▸ Auszug der Einträge

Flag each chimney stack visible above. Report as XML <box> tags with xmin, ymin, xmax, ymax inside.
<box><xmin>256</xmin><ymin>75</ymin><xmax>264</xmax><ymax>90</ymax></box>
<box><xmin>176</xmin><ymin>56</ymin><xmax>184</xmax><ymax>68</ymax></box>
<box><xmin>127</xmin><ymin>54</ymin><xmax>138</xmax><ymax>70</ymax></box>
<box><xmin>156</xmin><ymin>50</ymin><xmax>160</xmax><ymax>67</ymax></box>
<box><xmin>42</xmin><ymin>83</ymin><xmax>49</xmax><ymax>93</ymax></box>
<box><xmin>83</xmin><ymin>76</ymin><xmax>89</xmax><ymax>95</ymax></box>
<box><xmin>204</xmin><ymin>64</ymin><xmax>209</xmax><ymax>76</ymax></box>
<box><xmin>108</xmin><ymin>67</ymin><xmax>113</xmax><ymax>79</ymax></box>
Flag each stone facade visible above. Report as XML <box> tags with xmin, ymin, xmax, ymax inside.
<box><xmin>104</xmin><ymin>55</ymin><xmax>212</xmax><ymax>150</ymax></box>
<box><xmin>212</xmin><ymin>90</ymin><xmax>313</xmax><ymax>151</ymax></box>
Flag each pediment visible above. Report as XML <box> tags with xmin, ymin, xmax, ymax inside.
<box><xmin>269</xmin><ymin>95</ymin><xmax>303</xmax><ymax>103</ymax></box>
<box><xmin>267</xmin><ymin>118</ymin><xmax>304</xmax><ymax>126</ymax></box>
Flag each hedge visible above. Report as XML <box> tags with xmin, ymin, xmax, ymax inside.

▸ Anweisung
Skaliere die Einträge ab der Zeile mit „Flag each pediment“ bis einschließlich zum letzten Eintrag und gib nur diese Zeilen vollständig wieder, auch die Zeilen ohne Boxen. Multipliziere dabei jede Koordinate innerhalb der Boxen mit 2,55 und runde auf ganze Zahlen, wobei halbe Werte aufgerundet werden.

▸ Lösung
Flag each pediment visible above. Report as XML <box> tags with xmin, ymin, xmax, ymax inside.
<box><xmin>686</xmin><ymin>242</ymin><xmax>773</xmax><ymax>263</ymax></box>
<box><xmin>681</xmin><ymin>301</ymin><xmax>775</xmax><ymax>321</ymax></box>
Flag each hedge visible above. Report as XML <box> tags with xmin, ymin, xmax, ymax inside.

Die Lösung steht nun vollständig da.